KUTIPAN SUMBER ▸
☆ ☆ ☆ ☆ ☆ ☆ ☆
Minggu, 30 Maret 2014

Fenomena KDRT di indonesia

Kekerasan dalam Rumah tangga



            Setiap keluarga memimpikan dapat membangun keluarga harmoni, bahagia dan saling mencintai, namun pada kenyataannya banyak keluarga yang merasa tidak nyaman, tertekan dan sedih karena terjadi kekerasan dalam keluarga, baik kekerasan yang bersifat fisik, psikologis, seksual, emosional, maupun penelantaran. Kekerasan Dalam Rumah Tangga (KDRT) dapat disebabkan oleh faktor internal dan eksternal, baik secara sendiri-sendiri maupun bersama-sama, terlebih-lebih di era terbuka dan informasi yang kadangkala budaya kekerasan yang muncul lewat informasi tidak bisa terfilter pengaruh negatifnya terhadap kenyamanan hidup dalam rumah tangga.
             Kondisi yang demikian cenderung mengganggu pertumbuhan dan perkembangan anak, sehingga mereka tidak bisa tumbuh dan berkembang secara natural, bahkan menghambat anak berprestasi di sekolahnya. Untuk dapat menyelamatkan pertumbuhan dan perkembangan anak secara optimal, kiranya perlu dilakukan penanganan secara psikologis dan edukatif terhadap kasus KDRT, baik yang sifatnya kuratif maupun preventif, sehingga bukan saja berarti bagi pelaku KDRT, melainkan utamanya bagi korban KDRT dan masyarakatnya secara lebih luas.
             Namun, pada masa sekarang, KDRT semakin sering kita dengar, baik melalui media cetak maupun elektronik, bahkan menyaksikan Secara langsung.
Ini disebabkan banyak faktor. Maka dalam makalah ini penulis akan menyajikan KDRT dalam dua sudut pandang, yaitu : 1. Melalui kacamata sosiologi, dan
                         2. Melalalui kacamata sosiologi hukum Islam/Hukum Islam. Semoga bermanfaat. Aminn.

              Sebagian kecil orang yang mengerti pengertian KDRT sehingga upaya pemberantasan dan penegakan hukumnya sangat sulit. Pengertian ini penting diketahui oleh masyarakat karena menurut Lawrent Friedman, penegakan hukum akan tercapai apabila terdapat sinkronisasi dan hubungan yang saling mendukung atara tiga unsur. Yaitu substansi hukum, struktur hukum dan budaya hukum masyarakat. KDRT bisa menimpa siapa saja termasuk ibu, bapak, suami, istri, anak, atau pembantu rumah tangga. Di Indonesia, data statistik mengenai KDRT masih terbatas .
Budaya masyarakat menjadi bagian yang penting sehingga pengertian KDRT harus dimengerti dalam upaya Penegakan Hukum Anti KDRT.
☆ ☆ ☆ ☆ ☆ ☆ ☆
DATA HASIL EKSTRAKSI ▸

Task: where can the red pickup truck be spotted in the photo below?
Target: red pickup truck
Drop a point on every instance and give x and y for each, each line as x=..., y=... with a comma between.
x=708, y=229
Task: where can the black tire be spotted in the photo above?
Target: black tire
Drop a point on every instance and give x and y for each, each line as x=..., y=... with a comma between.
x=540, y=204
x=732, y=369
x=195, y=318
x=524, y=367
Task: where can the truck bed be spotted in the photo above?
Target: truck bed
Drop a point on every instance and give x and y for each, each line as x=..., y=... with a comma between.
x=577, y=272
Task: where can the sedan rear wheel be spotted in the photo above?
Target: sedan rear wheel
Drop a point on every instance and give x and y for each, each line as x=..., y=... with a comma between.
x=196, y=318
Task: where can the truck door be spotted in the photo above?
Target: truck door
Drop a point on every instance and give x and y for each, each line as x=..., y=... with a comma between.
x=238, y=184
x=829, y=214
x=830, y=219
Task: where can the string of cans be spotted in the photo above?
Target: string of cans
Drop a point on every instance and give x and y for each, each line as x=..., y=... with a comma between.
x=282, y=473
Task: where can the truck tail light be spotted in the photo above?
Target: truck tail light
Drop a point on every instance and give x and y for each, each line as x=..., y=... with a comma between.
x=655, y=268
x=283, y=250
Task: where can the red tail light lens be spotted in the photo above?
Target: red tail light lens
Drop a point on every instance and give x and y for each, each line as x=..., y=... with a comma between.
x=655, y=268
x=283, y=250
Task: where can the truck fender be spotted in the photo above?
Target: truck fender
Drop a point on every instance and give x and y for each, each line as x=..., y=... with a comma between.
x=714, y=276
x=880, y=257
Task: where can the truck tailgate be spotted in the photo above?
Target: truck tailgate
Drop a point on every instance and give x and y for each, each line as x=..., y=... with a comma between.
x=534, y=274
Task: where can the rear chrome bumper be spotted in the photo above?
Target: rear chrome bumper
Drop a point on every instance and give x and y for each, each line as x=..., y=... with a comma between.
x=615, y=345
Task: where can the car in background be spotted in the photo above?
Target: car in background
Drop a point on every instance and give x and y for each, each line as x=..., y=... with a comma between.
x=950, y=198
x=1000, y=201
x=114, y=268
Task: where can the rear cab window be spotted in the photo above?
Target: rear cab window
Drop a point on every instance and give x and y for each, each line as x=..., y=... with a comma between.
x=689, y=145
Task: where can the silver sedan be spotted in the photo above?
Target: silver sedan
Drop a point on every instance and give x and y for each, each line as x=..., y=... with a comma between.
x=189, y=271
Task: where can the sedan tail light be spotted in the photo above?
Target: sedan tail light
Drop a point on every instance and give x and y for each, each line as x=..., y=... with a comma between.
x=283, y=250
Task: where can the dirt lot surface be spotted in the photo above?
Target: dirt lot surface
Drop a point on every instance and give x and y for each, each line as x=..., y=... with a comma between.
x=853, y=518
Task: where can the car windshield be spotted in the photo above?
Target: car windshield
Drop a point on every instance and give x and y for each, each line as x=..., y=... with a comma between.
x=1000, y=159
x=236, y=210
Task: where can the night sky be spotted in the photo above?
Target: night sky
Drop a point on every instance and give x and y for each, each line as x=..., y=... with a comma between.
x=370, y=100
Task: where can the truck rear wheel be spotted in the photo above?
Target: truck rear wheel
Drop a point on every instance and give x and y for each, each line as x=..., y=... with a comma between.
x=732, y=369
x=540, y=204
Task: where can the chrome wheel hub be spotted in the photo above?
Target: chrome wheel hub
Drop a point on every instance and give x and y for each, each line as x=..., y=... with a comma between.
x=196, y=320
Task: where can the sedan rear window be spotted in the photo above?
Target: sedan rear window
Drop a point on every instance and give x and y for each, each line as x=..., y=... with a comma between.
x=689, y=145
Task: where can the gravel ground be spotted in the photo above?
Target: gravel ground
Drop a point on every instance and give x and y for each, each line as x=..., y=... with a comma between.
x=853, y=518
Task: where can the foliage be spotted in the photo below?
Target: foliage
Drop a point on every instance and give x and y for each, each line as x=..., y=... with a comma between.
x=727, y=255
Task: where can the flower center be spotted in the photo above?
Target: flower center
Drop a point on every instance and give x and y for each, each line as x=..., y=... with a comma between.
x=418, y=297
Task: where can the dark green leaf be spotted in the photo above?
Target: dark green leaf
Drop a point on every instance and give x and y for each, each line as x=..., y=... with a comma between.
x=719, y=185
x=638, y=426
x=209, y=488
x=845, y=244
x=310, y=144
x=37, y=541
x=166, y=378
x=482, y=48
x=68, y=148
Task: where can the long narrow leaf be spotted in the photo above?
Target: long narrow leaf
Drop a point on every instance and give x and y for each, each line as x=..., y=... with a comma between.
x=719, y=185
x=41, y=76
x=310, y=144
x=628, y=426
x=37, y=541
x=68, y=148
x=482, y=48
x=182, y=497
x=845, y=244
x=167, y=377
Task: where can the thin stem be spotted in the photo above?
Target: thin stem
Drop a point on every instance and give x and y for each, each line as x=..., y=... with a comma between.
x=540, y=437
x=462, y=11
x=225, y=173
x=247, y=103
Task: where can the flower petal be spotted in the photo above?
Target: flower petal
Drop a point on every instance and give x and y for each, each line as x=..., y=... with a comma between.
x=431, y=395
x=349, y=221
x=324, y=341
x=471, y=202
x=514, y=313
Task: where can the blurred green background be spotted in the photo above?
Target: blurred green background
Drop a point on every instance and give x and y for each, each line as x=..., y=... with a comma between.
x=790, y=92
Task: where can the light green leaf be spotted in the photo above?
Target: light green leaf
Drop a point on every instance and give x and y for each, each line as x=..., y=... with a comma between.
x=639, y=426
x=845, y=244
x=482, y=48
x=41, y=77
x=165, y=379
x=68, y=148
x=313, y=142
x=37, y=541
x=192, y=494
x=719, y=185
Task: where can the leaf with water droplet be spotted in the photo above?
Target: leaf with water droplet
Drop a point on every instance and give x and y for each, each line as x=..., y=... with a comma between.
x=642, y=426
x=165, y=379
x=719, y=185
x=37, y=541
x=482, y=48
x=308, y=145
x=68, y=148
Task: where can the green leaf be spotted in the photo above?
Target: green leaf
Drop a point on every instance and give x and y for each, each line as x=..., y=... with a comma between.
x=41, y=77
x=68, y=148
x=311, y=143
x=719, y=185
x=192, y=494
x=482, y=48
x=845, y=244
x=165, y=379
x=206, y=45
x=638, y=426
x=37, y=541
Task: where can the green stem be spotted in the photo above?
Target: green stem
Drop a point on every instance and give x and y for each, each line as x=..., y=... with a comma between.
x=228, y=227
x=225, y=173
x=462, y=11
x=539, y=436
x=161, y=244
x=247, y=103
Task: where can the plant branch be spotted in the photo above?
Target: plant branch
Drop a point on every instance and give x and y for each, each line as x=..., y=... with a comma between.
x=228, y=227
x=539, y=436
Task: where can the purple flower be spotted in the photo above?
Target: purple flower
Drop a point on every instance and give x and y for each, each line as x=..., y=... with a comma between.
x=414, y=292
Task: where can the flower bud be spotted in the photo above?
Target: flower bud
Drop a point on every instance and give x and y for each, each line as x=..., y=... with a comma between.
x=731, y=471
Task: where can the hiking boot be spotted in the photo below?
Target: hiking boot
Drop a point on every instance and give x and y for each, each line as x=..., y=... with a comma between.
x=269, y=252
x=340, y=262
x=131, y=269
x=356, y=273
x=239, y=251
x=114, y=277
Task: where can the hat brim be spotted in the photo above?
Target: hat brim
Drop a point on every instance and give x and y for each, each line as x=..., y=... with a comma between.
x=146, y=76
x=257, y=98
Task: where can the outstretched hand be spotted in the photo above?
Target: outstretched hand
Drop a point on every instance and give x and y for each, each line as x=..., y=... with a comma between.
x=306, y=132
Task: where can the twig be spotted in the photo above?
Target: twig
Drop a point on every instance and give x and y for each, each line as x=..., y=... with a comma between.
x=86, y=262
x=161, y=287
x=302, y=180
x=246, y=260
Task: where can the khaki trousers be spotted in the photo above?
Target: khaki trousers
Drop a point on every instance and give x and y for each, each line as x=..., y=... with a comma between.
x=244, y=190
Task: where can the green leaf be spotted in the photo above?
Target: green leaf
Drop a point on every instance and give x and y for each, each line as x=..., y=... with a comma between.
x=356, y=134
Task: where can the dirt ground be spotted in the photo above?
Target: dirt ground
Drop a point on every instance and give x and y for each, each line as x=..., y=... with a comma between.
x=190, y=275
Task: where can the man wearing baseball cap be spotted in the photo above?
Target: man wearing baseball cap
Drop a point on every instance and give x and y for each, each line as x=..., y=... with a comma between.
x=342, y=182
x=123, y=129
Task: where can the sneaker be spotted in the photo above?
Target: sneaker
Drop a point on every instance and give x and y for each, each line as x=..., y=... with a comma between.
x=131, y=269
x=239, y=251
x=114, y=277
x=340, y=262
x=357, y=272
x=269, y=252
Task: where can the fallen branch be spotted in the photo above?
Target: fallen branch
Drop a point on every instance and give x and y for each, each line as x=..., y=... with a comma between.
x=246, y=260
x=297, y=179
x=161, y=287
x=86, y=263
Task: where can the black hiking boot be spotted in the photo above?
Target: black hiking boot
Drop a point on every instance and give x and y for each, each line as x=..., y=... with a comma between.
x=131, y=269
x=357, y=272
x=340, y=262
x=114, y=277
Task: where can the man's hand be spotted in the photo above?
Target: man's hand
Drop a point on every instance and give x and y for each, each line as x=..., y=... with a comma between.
☆ ☆ ☆ ☆ ☆ ☆ ☆
DESKRIPSI MASALAH ▸ Tuliskan tanpa perubahan bagian teks tentang KDRT di atas, mulai dari "Setiap keluarga memimpikan" hingga "dalam rumah tangga.".

JAWABAN AKHIR ▸
Setiap keluarga memimpikan dapat membangun keluarga harmoni, bahagia dan saling mencintai, namun pada kenyataannya banyak keluarga yang merasa tidak nyaman, tertekan dan sedih karena terjadi kekerasan dalam keluarga, baik kekerasan yang bersifat fisik, psikologis, seksual, emosional, maupun penelantaran. Kekerasan Dalam Rumah Tangga (KDRT) dapat disebabkan oleh faktor internal dan eksternal, baik secara sendiri-sendiri maupun bersama-sama, terlebih-lebih di era terbuka dan informasi yang kadangkala budaya kekerasan yang muncul lewat informasi tidak bisa terfilter pengaruh negatifnya terhadap kenyamanan hidup dalam rumah tangga.